_What to do_
Going through the material below, please gather all lines with the word "diced" in them.

_Data excerpts_
========

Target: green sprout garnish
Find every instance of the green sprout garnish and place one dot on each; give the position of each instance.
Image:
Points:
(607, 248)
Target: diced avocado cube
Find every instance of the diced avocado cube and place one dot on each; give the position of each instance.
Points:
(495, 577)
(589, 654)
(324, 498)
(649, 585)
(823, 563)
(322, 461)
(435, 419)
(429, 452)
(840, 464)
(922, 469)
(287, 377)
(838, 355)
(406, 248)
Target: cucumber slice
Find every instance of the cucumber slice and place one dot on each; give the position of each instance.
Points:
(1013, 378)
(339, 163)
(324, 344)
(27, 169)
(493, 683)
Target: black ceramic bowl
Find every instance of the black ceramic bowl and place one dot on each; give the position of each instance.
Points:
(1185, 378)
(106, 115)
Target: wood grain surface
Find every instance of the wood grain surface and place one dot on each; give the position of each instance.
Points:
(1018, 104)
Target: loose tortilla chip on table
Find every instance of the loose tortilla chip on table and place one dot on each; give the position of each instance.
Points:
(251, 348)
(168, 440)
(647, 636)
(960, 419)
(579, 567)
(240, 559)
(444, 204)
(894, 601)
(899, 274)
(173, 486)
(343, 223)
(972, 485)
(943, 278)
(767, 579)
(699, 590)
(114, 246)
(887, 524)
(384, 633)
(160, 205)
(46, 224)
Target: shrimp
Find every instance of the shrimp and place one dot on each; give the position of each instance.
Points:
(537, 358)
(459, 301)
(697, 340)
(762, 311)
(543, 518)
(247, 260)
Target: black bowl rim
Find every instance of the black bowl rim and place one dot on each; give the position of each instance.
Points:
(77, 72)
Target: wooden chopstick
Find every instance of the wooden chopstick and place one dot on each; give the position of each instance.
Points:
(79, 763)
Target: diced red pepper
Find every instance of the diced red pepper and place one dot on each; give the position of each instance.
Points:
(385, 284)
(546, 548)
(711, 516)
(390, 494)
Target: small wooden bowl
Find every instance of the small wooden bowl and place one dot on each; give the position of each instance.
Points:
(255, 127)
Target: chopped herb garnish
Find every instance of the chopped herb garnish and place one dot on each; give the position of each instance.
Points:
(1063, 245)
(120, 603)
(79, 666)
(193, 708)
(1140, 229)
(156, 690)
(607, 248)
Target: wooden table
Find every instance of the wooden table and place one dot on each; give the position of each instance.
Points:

========

_Finished task_
Target: diced avocado cube
Find every instance of the diced avocado cube and place one dot on each; give the position of each instance.
Target: diced red pepper
Find every instance of the diced red pepper and place one dot on each; give the position of each instance.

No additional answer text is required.